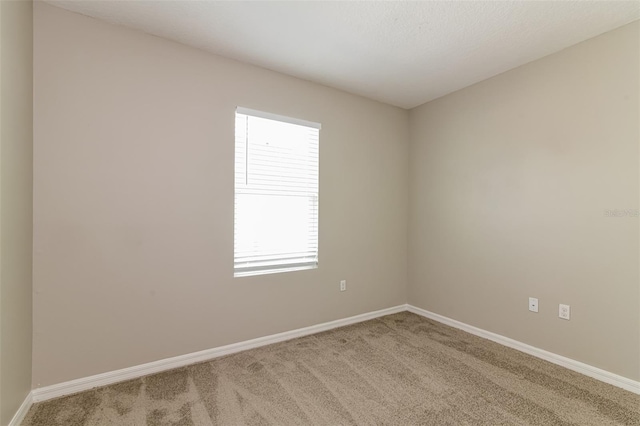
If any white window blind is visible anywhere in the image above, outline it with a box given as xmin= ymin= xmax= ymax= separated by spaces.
xmin=234 ymin=107 xmax=320 ymax=276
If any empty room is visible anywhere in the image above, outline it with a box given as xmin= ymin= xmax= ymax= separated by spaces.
xmin=0 ymin=0 xmax=640 ymax=426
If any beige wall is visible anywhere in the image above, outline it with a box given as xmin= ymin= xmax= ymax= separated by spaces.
xmin=0 ymin=0 xmax=33 ymax=426
xmin=408 ymin=22 xmax=640 ymax=380
xmin=33 ymin=3 xmax=408 ymax=387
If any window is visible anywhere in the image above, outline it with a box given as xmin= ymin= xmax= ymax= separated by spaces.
xmin=234 ymin=107 xmax=320 ymax=277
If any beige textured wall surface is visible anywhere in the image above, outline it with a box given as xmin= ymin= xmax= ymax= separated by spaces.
xmin=408 ymin=22 xmax=640 ymax=380
xmin=0 ymin=0 xmax=33 ymax=426
xmin=33 ymin=3 xmax=408 ymax=387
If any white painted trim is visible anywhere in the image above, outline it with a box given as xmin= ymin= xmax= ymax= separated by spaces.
xmin=8 ymin=392 xmax=33 ymax=426
xmin=32 ymin=305 xmax=407 ymax=402
xmin=27 ymin=305 xmax=640 ymax=406
xmin=407 ymin=305 xmax=640 ymax=395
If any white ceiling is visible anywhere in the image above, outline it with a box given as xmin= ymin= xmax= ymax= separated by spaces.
xmin=48 ymin=0 xmax=640 ymax=108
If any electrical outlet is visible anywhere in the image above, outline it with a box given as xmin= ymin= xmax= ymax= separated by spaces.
xmin=558 ymin=303 xmax=571 ymax=320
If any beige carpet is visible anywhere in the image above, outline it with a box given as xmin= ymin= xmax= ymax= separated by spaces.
xmin=23 ymin=312 xmax=640 ymax=426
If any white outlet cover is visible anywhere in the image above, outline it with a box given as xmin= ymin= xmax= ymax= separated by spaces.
xmin=558 ymin=304 xmax=571 ymax=320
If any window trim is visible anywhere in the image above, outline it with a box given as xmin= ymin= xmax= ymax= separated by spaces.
xmin=233 ymin=106 xmax=321 ymax=278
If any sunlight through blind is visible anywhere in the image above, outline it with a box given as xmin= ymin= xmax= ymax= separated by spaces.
xmin=234 ymin=107 xmax=320 ymax=276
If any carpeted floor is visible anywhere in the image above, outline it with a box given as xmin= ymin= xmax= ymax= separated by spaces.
xmin=23 ymin=312 xmax=640 ymax=426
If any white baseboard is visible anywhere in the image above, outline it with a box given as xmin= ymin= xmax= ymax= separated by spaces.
xmin=407 ymin=305 xmax=640 ymax=395
xmin=31 ymin=305 xmax=407 ymax=402
xmin=27 ymin=305 xmax=640 ymax=406
xmin=9 ymin=392 xmax=33 ymax=426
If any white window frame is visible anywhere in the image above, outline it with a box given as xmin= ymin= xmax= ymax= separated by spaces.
xmin=234 ymin=107 xmax=321 ymax=277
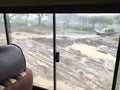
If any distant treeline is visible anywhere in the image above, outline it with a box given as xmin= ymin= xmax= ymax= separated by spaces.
xmin=0 ymin=13 xmax=120 ymax=32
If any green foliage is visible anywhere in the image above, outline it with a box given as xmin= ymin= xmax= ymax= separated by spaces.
xmin=112 ymin=37 xmax=119 ymax=41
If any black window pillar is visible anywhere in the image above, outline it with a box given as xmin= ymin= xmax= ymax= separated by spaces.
xmin=3 ymin=13 xmax=11 ymax=44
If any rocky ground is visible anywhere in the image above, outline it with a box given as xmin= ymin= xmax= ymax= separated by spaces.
xmin=0 ymin=32 xmax=118 ymax=90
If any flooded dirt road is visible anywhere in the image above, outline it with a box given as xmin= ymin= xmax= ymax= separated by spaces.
xmin=8 ymin=32 xmax=118 ymax=90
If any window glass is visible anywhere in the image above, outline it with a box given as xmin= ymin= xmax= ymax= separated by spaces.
xmin=56 ymin=13 xmax=120 ymax=90
xmin=9 ymin=13 xmax=53 ymax=90
xmin=0 ymin=14 xmax=7 ymax=45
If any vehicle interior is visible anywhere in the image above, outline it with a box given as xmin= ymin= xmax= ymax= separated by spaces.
xmin=0 ymin=0 xmax=120 ymax=90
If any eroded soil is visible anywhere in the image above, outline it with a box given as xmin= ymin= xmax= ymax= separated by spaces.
xmin=1 ymin=32 xmax=117 ymax=90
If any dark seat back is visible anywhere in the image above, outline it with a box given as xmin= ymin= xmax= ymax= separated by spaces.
xmin=0 ymin=45 xmax=26 ymax=82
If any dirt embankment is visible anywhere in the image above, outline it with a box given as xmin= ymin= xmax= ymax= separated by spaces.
xmin=12 ymin=32 xmax=117 ymax=90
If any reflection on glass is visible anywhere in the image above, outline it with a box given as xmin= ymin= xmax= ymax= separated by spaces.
xmin=9 ymin=13 xmax=53 ymax=90
xmin=56 ymin=14 xmax=120 ymax=90
xmin=0 ymin=14 xmax=7 ymax=45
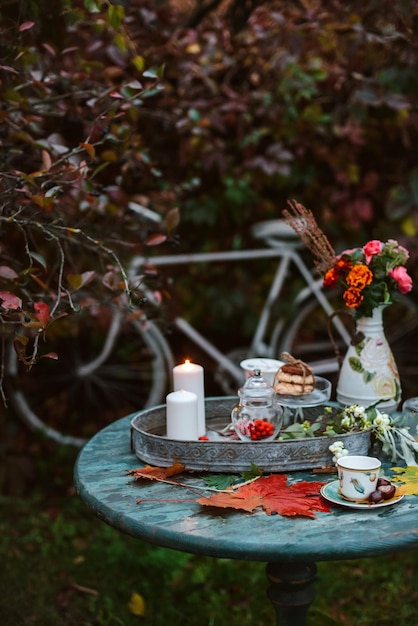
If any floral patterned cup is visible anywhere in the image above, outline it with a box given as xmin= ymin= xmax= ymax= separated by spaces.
xmin=337 ymin=455 xmax=382 ymax=502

__________

TO DO:
Please rewrite all of the records above, substituting "photo above" for "image above" wherever it occurs and keeping everything else the same. Leave the pictures out of your answer.

RESPONSE TO THE EXERCISE:
If any white window blind is visible anywhere in the photo above, outline it with a box given as xmin= ymin= xmax= ymax= separated by spaces.
xmin=234 ymin=107 xmax=320 ymax=276
If any empty room is visible anywhere in the photo above, outline it with a box given as xmin= ymin= xmax= ymax= separated by spaces.
xmin=0 ymin=0 xmax=640 ymax=426
If any beige wall is visible anywhere in the photo above, outline it with a box given as xmin= ymin= xmax= ymax= separated by spaces.
xmin=0 ymin=0 xmax=33 ymax=426
xmin=408 ymin=22 xmax=640 ymax=380
xmin=33 ymin=3 xmax=408 ymax=387
If any window is visible anywhere in the photo above, outline it with a box given as xmin= ymin= xmax= ymax= separated by spaces.
xmin=234 ymin=107 xmax=320 ymax=277
If any beige textured wall surface is visible anywhere in the photo above, outline it with a box given as xmin= ymin= xmax= ymax= separated by spaces.
xmin=408 ymin=22 xmax=640 ymax=380
xmin=0 ymin=0 xmax=33 ymax=426
xmin=33 ymin=3 xmax=408 ymax=387
If any white painted trim is visible anywhere in the photo above, outline it with a box given as xmin= ymin= xmax= ymax= separated by spaces.
xmin=8 ymin=392 xmax=33 ymax=426
xmin=32 ymin=305 xmax=407 ymax=402
xmin=27 ymin=305 xmax=640 ymax=406
xmin=407 ymin=305 xmax=640 ymax=395
If any white ceiling is visible anywhere in the photo above, outline it with a box given as xmin= ymin= xmax= ymax= separated by spaces.
xmin=48 ymin=0 xmax=640 ymax=108
If any electrical outlet is visible anywhere in the photo above, outline it with a box given as xmin= ymin= xmax= ymax= separated by spaces.
xmin=558 ymin=303 xmax=571 ymax=320
If any beige carpet is visible anywhere in the photo above, outline it with a box given as xmin= ymin= xmax= ymax= separated by spaces.
xmin=23 ymin=312 xmax=640 ymax=426
If any white outlet cover is visible anywhere in the photo above, outline it with a box given as xmin= ymin= xmax= ymax= separated by spaces.
xmin=558 ymin=304 xmax=571 ymax=320
If any window trim is visible anywhere in the photo above, outline it with a box given as xmin= ymin= xmax= ymax= separated by spaces.
xmin=233 ymin=106 xmax=321 ymax=278
If any sunlight through blind is visible anywhere in the photo above, outline it with a box given as xmin= ymin= xmax= ymax= separated by spaces.
xmin=234 ymin=107 xmax=320 ymax=276
If any carpeted floor is visible anywhere in the photo above, outline it with a box given as xmin= ymin= xmax= ymax= separated by spaces.
xmin=23 ymin=312 xmax=640 ymax=426
If any white baseboard is visible anywhere in the photo above, outline it with a box given as xmin= ymin= xmax= ymax= separated by spaces.
xmin=407 ymin=305 xmax=640 ymax=395
xmin=31 ymin=305 xmax=407 ymax=402
xmin=27 ymin=305 xmax=640 ymax=406
xmin=9 ymin=392 xmax=33 ymax=426
If any white window frame is visible anywhere in the photo above, outline it with a box given as xmin= ymin= xmax= ymax= separated by spaces.
xmin=234 ymin=107 xmax=321 ymax=277
If any distant treeline is visible anywhere in the photo above, outline it with a box given as xmin= ymin= xmax= ymax= separated by spaces.
xmin=0 ymin=13 xmax=120 ymax=32
If any green foliage is visible anywhere in the photo above, outline it with a box given as xmin= ymin= xmax= ymax= separated by spaces.
xmin=112 ymin=37 xmax=119 ymax=41
If any black window pillar is visible anywhere in the photo above, outline it with a box given as xmin= ymin= xmax= ymax= separated by spaces.
xmin=3 ymin=13 xmax=11 ymax=44
If any rocky ground is visible anywhere in the photo above, outline it with a box given as xmin= ymin= xmax= ymax= separated by spaces.
xmin=0 ymin=32 xmax=118 ymax=90
If any flooded dirt road is visible anywhere in the photo above, outline it with a box given as xmin= ymin= xmax= ymax= separated by spaces.
xmin=8 ymin=32 xmax=118 ymax=90
If any window glass is visible anywhere in the photo above, outline it with a box given as xmin= ymin= xmax= ymax= separated by spaces.
xmin=56 ymin=13 xmax=120 ymax=90
xmin=9 ymin=13 xmax=53 ymax=90
xmin=0 ymin=14 xmax=7 ymax=45
If any vehicle interior is visible anywhere in the photo above, outline it with a box given as xmin= ymin= xmax= ymax= separated by spaces.
xmin=0 ymin=0 xmax=120 ymax=90
If any eroded soil is visible anywhere in the photo above, outline it with a box given as xmin= ymin= xmax= ymax= separated by spaces.
xmin=1 ymin=32 xmax=117 ymax=90
If any dark seat back is visible anywhere in the photo above, outline it with a box given as xmin= ymin= xmax= ymax= separated by spaces.
xmin=0 ymin=45 xmax=26 ymax=82
If any dirt embankment is visible anywhere in the photo above, outline it with a box given as xmin= ymin= xmax= ymax= separated by spaces.
xmin=12 ymin=32 xmax=117 ymax=90
If any reflection on glass is visible anywhere in the photo above, outline it with a box given as xmin= ymin= xmax= ymax= separated by spaces.
xmin=9 ymin=13 xmax=53 ymax=90
xmin=56 ymin=14 xmax=120 ymax=90
xmin=0 ymin=14 xmax=7 ymax=45
If any floral patterned cup is visible anywhere in the photo above, outline it with a box given as xmin= ymin= xmax= ymax= separated by spaces.
xmin=337 ymin=455 xmax=382 ymax=502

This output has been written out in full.